FindFirstFile is not a SQL query


The FindFirstFile function is not a SQL query. It’s a very simple directory enumerator. There is a slightly fancier version called FindFirstFileEx, but even that function doesn’t add much at present beyond filtering for directories or devices.

You don’t get to pass it sort criteria like or “return the files/directories sorted smallest file first”, or “return the files/directories in reverse order of creation” The only filtering you can provide are the wildcard pattern and (if you use FindFirstFileEx) a directory filter. The wildcard language is very limited as well; it can’t express queries like “files whose extension are either .exe or .dll” or “all files whose extension is .c plus all directories regardless of extension“. You also can’t ask it questions like, “Tell me the total size of the files in this directory”, for as we saw earlier, this question is underspecified.

If you want to do any of those advanced queries, you’ll have to code it up yourself. Or as Hippie Tim is fond of saying, “Start typing!”

Comments (15)
  1. Scott says:

    It doesn’t look like hippie tim has followed his own advice on typing much. It looked like his blog would actually be interesting.

  2. Mr J says:

    I can’t believe that all the people asking to do funky stuff with FindFirstFile haven’t considered that it’s probably more powerful and quicker to just suck all the results from FindFirstFile into a std::vector and do whatever the hell you like with it afterwards.

    Is this a case of API dependecy ? Once you use an API to do a job, you start wanting it to do all the jobs.

  3. That’s exactly what we ended up doing in Xceed Zip ActiveX to support more advanced filtering and multiple masks in the same folder.

  4. A says:

    "The only filtering you can provide are the wildcard pattern and (if you use FindFirstFileEx) a directory filter"

    Hmm, the current Platform SDK documentation claims FindExSearchLimitToDirectories is "Reserved for future use".

    What exactly can done with FindFirstFileEx that can’t be done with FindFirstFile? All of the new options appear to be flagged as "reserved" or "not supported":

    FindExSearchLimitToDirectories – "Reserved for future use"

    FindExSearchLimitToDevices – "This filtering type is not available"

    lpSearchFilter – "this pointer must be NULL"

    dwAdditionalFlags – "Reserved for future use"

  5. Miles Archer says:

    If there’s demand for SQL like querying on directories, why isn’t it added to the OS so everyone doesn’t have to write their own?

    No, I don’t want to wait for Longhorn, WinFS, or whatever.

  6. Arlie Davis says:

    The desire for SQL-like functionality is not feature creep. It is doing the right job at the right place.

    Consider access to file servers. The right thing to do is to send the file server the filesystem query, have it process it, and send the results over the wire. Slurping large directories to the client, just so the client can cherry-pick the handful of entries that are actually relevant, is wasteful.

    I think SQL, or a SQL-like language, is the right thing, even for traditional filesystems. How many different random queries do we have for interrogating filesystems? Just look at FileInformationClass in the DDK. I used to be an NT developer, so I know that the number of file information classes is in excess of 20. Same thing for directory queries. There are lots of little "one-off" collections of attributes.

### [RECORDED DATA]
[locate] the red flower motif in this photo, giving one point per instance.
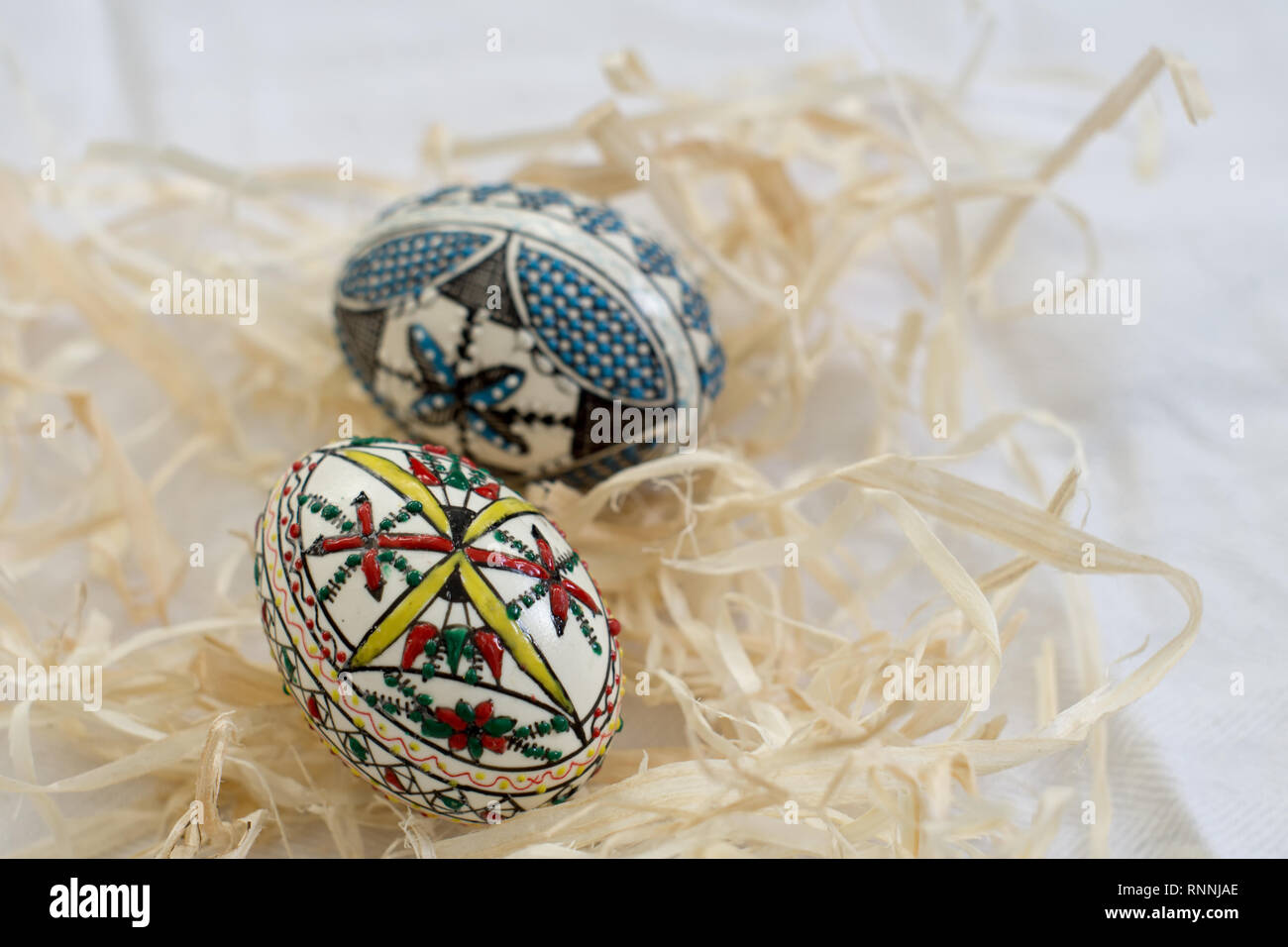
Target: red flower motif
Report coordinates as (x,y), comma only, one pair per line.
(475,728)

### [WHAT THE TASK ASKS]
Write out the stretch of the FindFirstFile post from "5. Miles Archer" through "relevant, is wasteful.". The lines above have no part in this.

### [THE RESPONSE]
5. Miles Archer says:

    If there’s demand for SQL like querying on directories, why isn’t it added to the OS so everyone doesn’t have to write their own?

    No, I don’t want to wait for Longhorn, WinFS, or whatever.

  6. Arlie Davis says:

    The desire for SQL-like functionality is not feature creep. It is doing the right job at the right place.

    Consider access to file servers. The right thing to do is to send the file server the filesystem query, have it process it, and send the results over the wire. Slurping large directories to the client, just so the client can cherry-pick the handful of entries that are actually relevant, is wasteful.